• **WHAT IS NEEDED**: Continue the report on fentanyl in New Zealand's drug market and the push for legal drug testing, picking up after its final sentence.

• **SELECTED EXCERPT**:
Many health professionals are pushing for a law change so people can test what drugs they're taking, as Fentanyl is detected in New Zealand's drug market for the first time.
Some recreational drugs are now being laced with the deadly painkiller Fentanyl and it was first detected at a music festival gig in February.
The owner of the white powder thought it was heroin. And while they're both opioids, Fentanyl is up to 100 times more powerful.
The drug has killed tens of thousands of people around the world, including rock star Prince.
There's still no evidence of how Fentanyl is getting into the recreational drug market, and that's why many health professionals are pushing for a change in the law on testing.
"Drugs will come and go. So as one drug say gets stronger and tighter controls about it there's a risk then that another drug will become more available to the market," said Kathryn Leafe of the Needle Exchange Programme.
Health Minister David Clark has launched an independent inquiry into drug addiction, but is reluctant to let recreational drug testing be legal.
"As the law stands there is no wriggle room. Anyone can work out that as soon as you make one aspect of it legal that has implications right down the system," he said.

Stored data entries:
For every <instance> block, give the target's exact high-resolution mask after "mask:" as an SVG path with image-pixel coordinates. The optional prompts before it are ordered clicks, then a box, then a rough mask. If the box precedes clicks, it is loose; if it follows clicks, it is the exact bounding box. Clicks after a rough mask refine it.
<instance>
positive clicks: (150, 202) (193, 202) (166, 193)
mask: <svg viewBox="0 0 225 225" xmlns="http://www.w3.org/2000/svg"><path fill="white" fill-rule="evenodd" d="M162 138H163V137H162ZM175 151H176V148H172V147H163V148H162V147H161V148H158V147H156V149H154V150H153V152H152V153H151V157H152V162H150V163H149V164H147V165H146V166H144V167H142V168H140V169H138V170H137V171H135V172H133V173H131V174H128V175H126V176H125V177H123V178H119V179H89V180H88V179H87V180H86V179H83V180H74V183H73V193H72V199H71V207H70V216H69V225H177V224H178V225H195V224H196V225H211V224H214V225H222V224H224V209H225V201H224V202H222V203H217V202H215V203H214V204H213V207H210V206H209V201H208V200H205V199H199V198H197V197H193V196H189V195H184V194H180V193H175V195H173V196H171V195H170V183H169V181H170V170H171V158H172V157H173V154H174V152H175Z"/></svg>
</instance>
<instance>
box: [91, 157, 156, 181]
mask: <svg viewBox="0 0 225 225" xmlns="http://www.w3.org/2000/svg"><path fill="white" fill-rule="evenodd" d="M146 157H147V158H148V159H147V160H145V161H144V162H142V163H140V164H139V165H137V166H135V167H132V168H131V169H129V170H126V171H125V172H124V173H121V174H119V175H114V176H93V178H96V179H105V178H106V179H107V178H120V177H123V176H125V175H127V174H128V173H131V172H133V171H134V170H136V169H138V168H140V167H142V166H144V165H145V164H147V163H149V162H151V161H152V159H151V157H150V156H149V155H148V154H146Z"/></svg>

• **TASK RESPONSE**:
The classification of Fentanyl will be part of that review, potentially elevating it in line with ecstasy and opium.
Wendy Allison, director of Know Your Stuff which tests drugs at festivals, says the danger associated with Fentanyl is that when people take it thinking they're taking something else, "it is very, very easy to get the dosage wrong and overdose and die".
Customs says there has been a small spike in Fentanyl at the border.
And the Health Quality and Safety Commission has found that for every 1000 people, two are getting Fentanyl from a doctor. It's used for chronic pain and cancer treatment.
"The numbers are increasing and that is a potentially a concern. And we asked that some of the DHBs actually look at their data to see if their increased useage is justified," said William Allan of the Health Quality and Safety Commission.